> _DOCUMENT SECTION_

'''

Dear blog,
Today I saw my friend Nick Hollon for our weekly meeting regarding a joint project the two of us are working on. After I was diagnosed with AML (acute myeloid leukemia), he put together a project to run 3000 miles to raise money and support for leukemia research, and has since become an ultramarathoner (essentially crazy people who enjoy lots of leg pain). He's been working on his memoir about running, life, liberty, and the pursuit (get it?...cause he's a runner!) of more insane races. I've been working on my own book about my journey through hell, a little bit farther, and back. A while ago we decided to team up and work together and have been meeting up recently to discuss progress and work on ideas as a duo. Today we discussed ways of making our books sound interesting and how to pitch them to publishers. The guy has such an interesting story to tell, his madness knows no bounds, and it's inspirational as all get out. You would like him blog, he's a cool cat.
A cool cat = Nick |
While he's been editing his first draft, I've been pumping out my own rough draft of my own book. As you may know, I went through all kinds of hellish insane sh** and want to share my story. Well, reliving all the memories from the chemotherapy and all of the side effects from treatment has been...difficult. Some of the memories were locked away, so retrieving them is almost like experiencing. them for the very first time. It leaves me shaken up sometimes, near tears other times, and occasionally a happy memory will slip through and make me laugh. But, my lovely blog, I'm getting to the worst of it, and it's left me wondering if I can do this. I know the doubt isn't helpful, but I must continue through. If not for myself and the healing that writing out my story might bring, than for the people it could help: other cancer survivors, their families, people who need to become aware of just how difficult living with some of the side effects from treatments are. And of course, I can't let down Nick. So I will shoulder my pain, stare it down, remind myself that I have already survived and won, and write on.
I've been thinking of things to put on you lately as well blog. I don't want to neglect you and leave you to rot in obscurity like your predecessors, I'm already quite fond of you. I'll be tweaking your appearance too, so you'll look all beautified in the future. One of my ideas is to include writing of some sort, perhaps excerpts from my memoirs or even my freakishly long novel (that will be split into a series once I get back on that project), maybe short stories. Another idea is to actually see if I can do a communal short story, starting a sentence and seeing if I can get people who read you to come up with the next one, and the next person to come up with the next sentence, and so on and so forth. What do you think blog, would you like that?

'''

> _THE DATA_
'''

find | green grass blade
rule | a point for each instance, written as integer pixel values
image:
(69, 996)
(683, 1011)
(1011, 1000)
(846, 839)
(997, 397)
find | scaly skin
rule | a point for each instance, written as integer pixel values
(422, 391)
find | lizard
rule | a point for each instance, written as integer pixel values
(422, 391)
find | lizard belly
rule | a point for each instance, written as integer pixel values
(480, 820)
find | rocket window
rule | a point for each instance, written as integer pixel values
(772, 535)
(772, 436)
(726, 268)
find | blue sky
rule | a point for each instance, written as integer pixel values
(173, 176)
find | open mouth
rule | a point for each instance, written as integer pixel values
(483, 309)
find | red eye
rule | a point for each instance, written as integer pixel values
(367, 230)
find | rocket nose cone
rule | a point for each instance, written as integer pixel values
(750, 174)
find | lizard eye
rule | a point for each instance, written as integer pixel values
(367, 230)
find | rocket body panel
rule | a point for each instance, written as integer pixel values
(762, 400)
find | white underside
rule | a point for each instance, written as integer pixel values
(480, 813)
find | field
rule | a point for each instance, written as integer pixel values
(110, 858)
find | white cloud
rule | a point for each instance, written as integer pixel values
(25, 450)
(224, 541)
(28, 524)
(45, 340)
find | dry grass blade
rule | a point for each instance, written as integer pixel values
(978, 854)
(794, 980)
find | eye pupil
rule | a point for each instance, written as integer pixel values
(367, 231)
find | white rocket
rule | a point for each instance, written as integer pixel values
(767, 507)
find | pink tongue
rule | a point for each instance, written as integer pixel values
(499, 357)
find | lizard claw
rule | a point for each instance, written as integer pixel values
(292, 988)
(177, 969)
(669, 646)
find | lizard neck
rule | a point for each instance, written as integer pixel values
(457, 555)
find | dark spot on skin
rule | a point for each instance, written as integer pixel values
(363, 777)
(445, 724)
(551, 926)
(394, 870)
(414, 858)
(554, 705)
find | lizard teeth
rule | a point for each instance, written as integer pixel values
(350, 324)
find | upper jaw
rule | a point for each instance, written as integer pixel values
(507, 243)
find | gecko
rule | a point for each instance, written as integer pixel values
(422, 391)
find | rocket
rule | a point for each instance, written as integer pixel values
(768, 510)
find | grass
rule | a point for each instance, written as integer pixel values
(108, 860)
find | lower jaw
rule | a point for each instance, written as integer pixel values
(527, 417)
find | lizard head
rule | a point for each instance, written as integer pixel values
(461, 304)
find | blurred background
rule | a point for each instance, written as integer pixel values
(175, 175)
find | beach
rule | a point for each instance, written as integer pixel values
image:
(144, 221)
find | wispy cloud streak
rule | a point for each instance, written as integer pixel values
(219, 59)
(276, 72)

'''

> _EXERCISE REQUIREMENTS_
A – Summarize the blog post in two sentences.
B – Quote everything in the blog post from "I've been thinking" down to "you like that?".

> _ANSWERS FOR EACH ITEM_
A – The writer meets weekly with friend Nick Hollon, who organized a 3000-mile run to raise money for leukemia research after the writer's AML diagnosis, to work together on their books: his running memoir and the writer's account of going through treatment. Reliving the chemotherapy memories has been difficult, but the writer is determined to keep writing and plans to improve the blog, perhaps with writing excerpts and a communal short story.

B –
I've been thinking of things to put on you lately as well blog. I don't want to neglect you and leave you to rot in obscurity like your predecessors, I'm already quite fond of you. I'll be tweaking your appearance too, so you'll look all beautified in the future. One of my ideas is to include writing of some sort, perhaps excerpts from my memoirs or even my freakishly long novel (that will be split into a series once I get back on that project), maybe short stories. Another idea is to actually see if I can do a communal short story, starting a sentence and seeing if I can get people who read you to come up with the next one, and the next person to come up with the next sentence, and so on and so forth. What do you think blog, would you like that?